В последние годы XVIII в. российские журналы публикуют во множестве восточные анекдоты и апологи, а также "мысли восточных мудрецов", наставляющие о пользе почтительности к родителям, щедрости и терпения, о вреде порока и рубцах от ран, наносимых ложью. Так, один только "Пантеон иностранной словесности" за 1798 г. представляет читателям восточный анекдот "Дервиш в глубокомыслии (наставление дервиша калифу Мостацему Билла о бренности богатства и тщете бытия)", "Последния слова Козроэса Парвиса, сказанные им сыну своему (Перевод из персидской книги Бостана, сочиненной поэтом Сади)", "Мысли об уединении. Переведены из той же Саадиевой книги", две арабския оды (одна -- об умерении страстей и познании самого себя, вторая -- о вине, "вливающем в нас и ум, и красноречие"), а также "Мысли восточных мудрецов". Переводчики не указаны, а сами переводы выполнены, скорее всего, с французских изданий.

◆ ◆ ◆

> ЧТО СДЕЛАТЬ
1. Выведите в виде JSON-списка строк отрезок записей от строки с «like x=276, y=191.» до конца записей включительно, по одной строке на элемент и без пустых строк. Картинки в ответ не включайте.
2. Допишите продолжение текста о восточных анекдотах в российских журналах конца XVIII века.
Текст и записи никак не связаны друг с другом.

◆ ◆ ◆

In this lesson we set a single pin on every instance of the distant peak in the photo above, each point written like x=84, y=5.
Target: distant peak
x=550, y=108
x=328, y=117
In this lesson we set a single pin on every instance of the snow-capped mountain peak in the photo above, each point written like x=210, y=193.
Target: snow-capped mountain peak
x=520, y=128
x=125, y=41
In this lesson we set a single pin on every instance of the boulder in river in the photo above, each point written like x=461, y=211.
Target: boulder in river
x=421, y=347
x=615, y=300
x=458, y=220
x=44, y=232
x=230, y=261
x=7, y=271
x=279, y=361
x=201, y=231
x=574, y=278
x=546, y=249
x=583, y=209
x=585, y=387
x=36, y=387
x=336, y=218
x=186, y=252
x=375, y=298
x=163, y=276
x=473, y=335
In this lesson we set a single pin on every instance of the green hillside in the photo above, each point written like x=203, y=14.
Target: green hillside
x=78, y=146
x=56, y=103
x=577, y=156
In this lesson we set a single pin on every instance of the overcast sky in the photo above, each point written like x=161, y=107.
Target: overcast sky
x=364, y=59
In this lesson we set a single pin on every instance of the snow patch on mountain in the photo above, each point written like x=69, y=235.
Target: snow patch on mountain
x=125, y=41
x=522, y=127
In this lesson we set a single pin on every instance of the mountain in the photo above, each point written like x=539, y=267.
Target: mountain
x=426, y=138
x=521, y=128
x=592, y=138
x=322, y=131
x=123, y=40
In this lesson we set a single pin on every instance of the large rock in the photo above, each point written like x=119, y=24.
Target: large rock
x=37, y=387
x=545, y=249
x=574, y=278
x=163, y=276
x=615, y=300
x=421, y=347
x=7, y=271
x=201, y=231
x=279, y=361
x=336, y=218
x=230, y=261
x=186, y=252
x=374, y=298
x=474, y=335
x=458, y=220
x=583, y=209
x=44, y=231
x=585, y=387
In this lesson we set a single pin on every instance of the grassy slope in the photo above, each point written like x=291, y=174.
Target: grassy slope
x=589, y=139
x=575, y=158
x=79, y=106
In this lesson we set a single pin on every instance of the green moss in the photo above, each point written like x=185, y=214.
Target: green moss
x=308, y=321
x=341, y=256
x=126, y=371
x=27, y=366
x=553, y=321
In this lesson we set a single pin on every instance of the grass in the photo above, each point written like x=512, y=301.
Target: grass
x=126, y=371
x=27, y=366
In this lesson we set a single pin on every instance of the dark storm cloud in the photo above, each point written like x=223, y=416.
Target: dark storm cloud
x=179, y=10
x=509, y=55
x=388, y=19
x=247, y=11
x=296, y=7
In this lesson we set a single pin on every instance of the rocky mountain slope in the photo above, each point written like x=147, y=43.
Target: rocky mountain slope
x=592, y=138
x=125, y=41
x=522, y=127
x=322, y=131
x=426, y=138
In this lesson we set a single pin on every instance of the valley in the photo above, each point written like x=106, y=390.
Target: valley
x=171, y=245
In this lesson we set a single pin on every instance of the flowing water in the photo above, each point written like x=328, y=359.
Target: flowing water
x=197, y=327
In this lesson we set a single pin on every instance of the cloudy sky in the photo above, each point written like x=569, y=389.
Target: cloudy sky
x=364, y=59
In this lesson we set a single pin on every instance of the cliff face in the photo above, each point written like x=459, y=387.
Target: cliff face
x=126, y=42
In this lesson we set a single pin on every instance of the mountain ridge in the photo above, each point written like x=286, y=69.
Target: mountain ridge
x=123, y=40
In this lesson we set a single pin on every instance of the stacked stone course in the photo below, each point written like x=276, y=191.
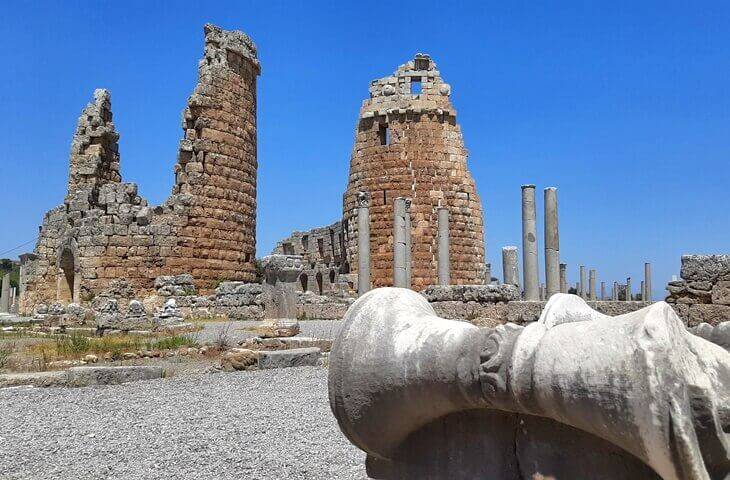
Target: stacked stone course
x=408, y=144
x=106, y=232
x=703, y=293
x=322, y=255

◆ ◆ ◆

> ОТВЕТЫ ПО ПОРЯДКУ
1.
[
  "In this lesson we set a single pin on every instance of the stacked stone course in the photo below, each point written like x=276, y=191.",
  "Target: stacked stone course",
  "x=408, y=144",
  "x=106, y=232",
  "x=703, y=293",
  "x=322, y=255"
]

2.
Однако, ориентальная поэзия девятнадцатого века получает в наследство от восемнадцатого не только фонд трафаретно-восточных фигур "тенденциозного" просветительского направления, назидательные сентенции и волшебных дивов с рогатыми визирями. В журналах второй половины XVIII века печатались также и страноведческие заметки, дневники путешествий, этнографические наблюдения (главным образом, переводные). Они знакомили публику с настоящим, невыдуманным Востоком и, возможно, какие-то из них послужили прямо или косвенно источниками формирования в поэзии XIX в. устойчивых, "сквозных" восточных мотивов.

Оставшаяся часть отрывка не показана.